Problems
1 - Which county's circuit court did the appeal in the court opinion below come from?
2 - Please rewrite the part of the court opinion below starting at "Rehearing Denied Nov." and ending at "plaintiff, defendant appeals.", swapping "automobile" for "truck".

Document extract

Home Ins. Co. of New York v. Campbell Motor Co.

Decision Date12 October 1933
Docket Number7 Div. 205.
Citation150 So. 486,227 Ala. 499
PartiesHOME INS. CO. OF NEW YORK v. CAMPBELL MOTOR CO.
CourtAlabama Supreme Court

Rehearing Denied Nov. 9, 1933.

Appeal from Circuit Court, Talladega County; R. B. Carr, Judge.

Action on a policy of automobile fire insurance by the Campbell Motor Company against the Home Insurance Company of New York. From a judgment for plaintiff, defendant appeals.

Transferred from Court of Appeals.

Reversed and remanded.

Lange Simpson & Brantley, of Birmingham, for appellant.

Knox Dixon, Sims & Dixon, of Talladega, for appellee.

KNIGHT Justice.

Suit by Campbell Motor Company against the Home Insurance Company of New York, upon an insurance policy issued to H. A. Nelson and the Universal Credit Company. It appears that Nelson was the purchaser of a certain described truck, under a conditional sale contract executed to the seller, the Campbell Motor Company, and that the said Universal Credit Company was the assignee or transferee of this contract. The contract of insurance, among other things, covered loss by fire.

The complaint is in Code form for suit on a policy of fire insurance, with the added averments:

"And the plaintiff alleges that it is the sole party in interest under said policy, having purchased the mortgage of the Universal Credit Company mentioned in said policy, and having also acquired and had assigned to it all the right, title and interest of said H. A. Nelson, or Howard A. Nelson, the assured under said policy; and plaintiff alleges the said Universal Credit Company and said H. A. Nelson, since said fire loss have, for a valuable consideration, assigned to it all their right, title and interest in and to said automobile and in and to said policy of insurance sued on; and plaintiff is the sole party in interest under said policy at the time of the bringing of this suit."

We have indicated above that the complaint, consisting of but a single count, is in Code form, but this statement must be taken in connection with the further statement that there is in the body of the complaint what we shall treat as a mere clerical misprision, in that the complaint, in averring the destruction of the automobile, uses the word "described" by fire, instead of the word "destroyed" by fire. However, no point was made in the court below over the question, and we think the complaint in this regard self-correcting.

The defendant demurred to the complaint, but the lower court overruled the demurrer, and amended demurrer thereto, and this action of the court is made the predicate for appellant's first three assignments of error.

The demurrer takes the point that the averment that the plaintiff is the sole party in interest is a conclusion of the pleader and not supported by the other allegations; and, further, that the averment of an assignment by the assured and the Universal Credit Company of all right, title, and interest in the insured property and in the policy is not a sufficient averment of a transfer to the plaintiff of a right to sue for the particular loss already accrued at the time of the transfer, and that, therefore, the plaintiff has not sufficiently averred a right to sue on the cause of action set out in the complaint. However, there is, as recognized by appellant's counsel, the further averment "that the plaintiff is the sole party in interest under said policy at the time of the bringing of this suit."

Information shown

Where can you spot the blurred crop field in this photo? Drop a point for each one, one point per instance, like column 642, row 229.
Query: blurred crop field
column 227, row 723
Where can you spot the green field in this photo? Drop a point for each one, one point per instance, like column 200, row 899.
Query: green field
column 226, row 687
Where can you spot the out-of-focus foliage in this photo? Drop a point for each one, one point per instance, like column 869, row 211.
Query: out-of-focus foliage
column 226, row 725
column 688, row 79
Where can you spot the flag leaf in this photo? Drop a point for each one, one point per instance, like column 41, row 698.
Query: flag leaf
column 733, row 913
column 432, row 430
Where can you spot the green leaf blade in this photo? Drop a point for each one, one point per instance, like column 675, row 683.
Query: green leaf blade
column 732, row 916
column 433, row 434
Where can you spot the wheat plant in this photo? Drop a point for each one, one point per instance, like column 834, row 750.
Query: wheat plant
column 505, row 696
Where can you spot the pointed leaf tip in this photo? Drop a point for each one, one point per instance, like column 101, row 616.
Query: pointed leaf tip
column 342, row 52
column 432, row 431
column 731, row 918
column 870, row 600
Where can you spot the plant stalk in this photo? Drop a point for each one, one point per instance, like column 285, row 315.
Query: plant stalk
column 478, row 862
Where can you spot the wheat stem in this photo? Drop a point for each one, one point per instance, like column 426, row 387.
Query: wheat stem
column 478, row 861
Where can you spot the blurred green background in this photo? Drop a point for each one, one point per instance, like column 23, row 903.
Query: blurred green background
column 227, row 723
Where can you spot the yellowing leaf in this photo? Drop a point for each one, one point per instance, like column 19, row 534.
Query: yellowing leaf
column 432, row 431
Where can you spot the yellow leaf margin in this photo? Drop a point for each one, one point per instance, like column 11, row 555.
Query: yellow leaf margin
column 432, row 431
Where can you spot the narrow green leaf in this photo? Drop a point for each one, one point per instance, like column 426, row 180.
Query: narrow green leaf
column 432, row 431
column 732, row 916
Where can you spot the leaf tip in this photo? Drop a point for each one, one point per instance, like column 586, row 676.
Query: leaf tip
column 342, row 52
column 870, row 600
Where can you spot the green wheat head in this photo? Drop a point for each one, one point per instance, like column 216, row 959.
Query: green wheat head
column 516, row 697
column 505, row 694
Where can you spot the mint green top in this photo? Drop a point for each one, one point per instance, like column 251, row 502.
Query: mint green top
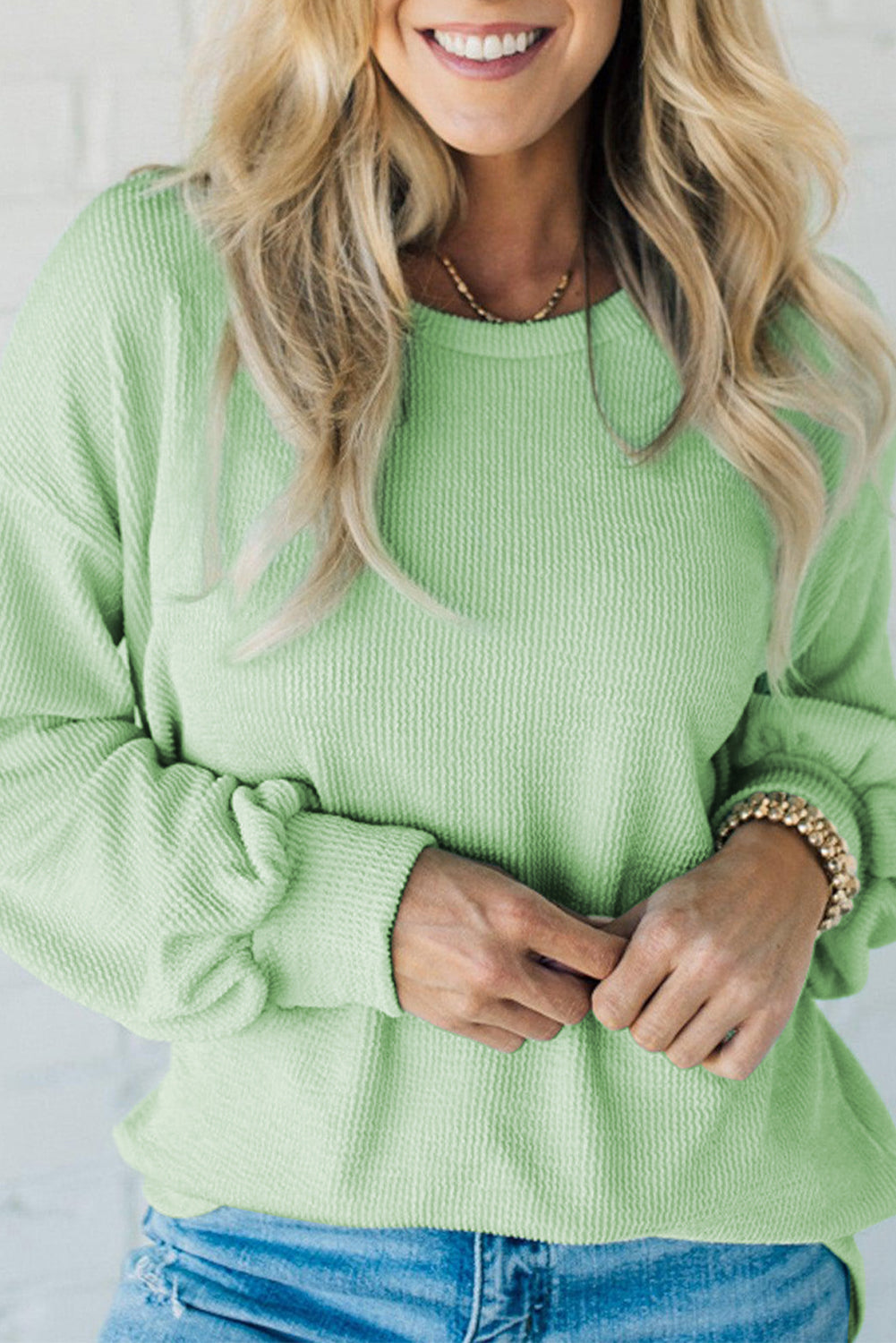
column 214, row 854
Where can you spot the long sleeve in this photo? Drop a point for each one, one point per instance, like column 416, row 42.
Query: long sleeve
column 836, row 743
column 177, row 902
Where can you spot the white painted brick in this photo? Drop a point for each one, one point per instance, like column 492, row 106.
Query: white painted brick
column 88, row 90
column 42, row 37
column 30, row 227
column 129, row 123
column 852, row 75
column 866, row 227
column 47, row 153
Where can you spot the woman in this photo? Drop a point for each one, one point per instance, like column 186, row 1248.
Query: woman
column 541, row 740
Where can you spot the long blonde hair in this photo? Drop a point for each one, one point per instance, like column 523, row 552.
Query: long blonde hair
column 313, row 174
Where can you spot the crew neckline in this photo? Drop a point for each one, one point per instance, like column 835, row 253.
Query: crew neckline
column 614, row 317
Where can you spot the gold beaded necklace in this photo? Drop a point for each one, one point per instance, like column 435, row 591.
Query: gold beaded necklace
column 490, row 317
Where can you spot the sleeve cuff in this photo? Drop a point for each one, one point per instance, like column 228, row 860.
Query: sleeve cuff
column 328, row 942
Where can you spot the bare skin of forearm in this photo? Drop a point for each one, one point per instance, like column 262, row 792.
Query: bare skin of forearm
column 783, row 845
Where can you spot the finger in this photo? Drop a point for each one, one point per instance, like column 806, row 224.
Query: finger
column 625, row 924
column 738, row 1058
column 668, row 1013
column 574, row 942
column 704, row 1034
column 619, row 998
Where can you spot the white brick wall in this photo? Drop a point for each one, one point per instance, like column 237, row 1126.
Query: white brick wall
column 88, row 90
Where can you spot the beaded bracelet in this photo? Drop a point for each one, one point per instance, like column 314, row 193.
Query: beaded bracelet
column 833, row 854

Answers to the exercises
1 - Talladega County

2 -
Rehearing Denied Nov. 9, 1933.

Appeal from Circuit Court, Talladega County; R. B. Carr, Judge.

Action on a policy of truck fire insurance by the Campbell Motor Company against the Home Insurance Company of New York. From a judgment for plaintiff, defendant appeals.